(WORK INSTRUCTIONS):
Identify each row below that contains the string "nose", matching case exactly, and copy those rows in full.

(DATASET ENTRIES):
-------

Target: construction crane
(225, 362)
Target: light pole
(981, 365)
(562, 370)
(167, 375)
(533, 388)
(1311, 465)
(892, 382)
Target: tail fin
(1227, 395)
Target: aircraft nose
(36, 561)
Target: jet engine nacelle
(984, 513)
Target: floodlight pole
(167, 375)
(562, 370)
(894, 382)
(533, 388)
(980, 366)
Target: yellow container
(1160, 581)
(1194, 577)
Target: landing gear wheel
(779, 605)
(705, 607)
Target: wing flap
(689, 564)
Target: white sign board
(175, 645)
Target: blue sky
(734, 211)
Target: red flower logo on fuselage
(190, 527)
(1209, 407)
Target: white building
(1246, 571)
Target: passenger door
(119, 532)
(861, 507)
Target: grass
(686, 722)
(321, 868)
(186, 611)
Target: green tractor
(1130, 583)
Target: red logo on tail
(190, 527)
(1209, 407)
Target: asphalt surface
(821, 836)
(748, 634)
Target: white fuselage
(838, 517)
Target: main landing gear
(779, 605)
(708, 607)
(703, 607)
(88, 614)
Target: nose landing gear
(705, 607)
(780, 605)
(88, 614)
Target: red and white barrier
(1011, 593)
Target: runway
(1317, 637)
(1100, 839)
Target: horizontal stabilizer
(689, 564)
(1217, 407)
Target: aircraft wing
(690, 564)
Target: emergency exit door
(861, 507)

-------

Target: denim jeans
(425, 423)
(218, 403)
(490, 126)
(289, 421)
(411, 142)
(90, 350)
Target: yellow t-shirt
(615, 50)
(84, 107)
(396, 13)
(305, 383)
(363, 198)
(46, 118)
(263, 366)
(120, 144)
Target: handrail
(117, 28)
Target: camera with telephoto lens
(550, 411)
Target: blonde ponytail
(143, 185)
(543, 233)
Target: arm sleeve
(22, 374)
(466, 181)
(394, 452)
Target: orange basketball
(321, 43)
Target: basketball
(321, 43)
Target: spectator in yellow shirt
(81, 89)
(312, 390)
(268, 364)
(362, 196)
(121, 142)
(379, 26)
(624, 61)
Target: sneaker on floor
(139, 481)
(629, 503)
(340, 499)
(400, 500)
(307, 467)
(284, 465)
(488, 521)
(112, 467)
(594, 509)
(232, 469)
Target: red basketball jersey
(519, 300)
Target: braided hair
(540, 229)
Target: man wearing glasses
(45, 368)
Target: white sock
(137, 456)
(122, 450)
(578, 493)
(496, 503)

-------

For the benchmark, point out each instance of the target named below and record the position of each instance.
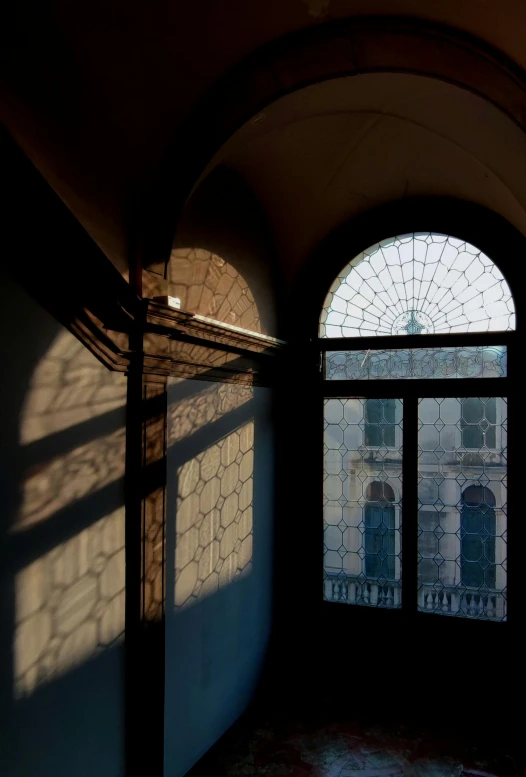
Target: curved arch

-------

(TASK RESULT):
Target: aircraft nose
Target: nose landing gear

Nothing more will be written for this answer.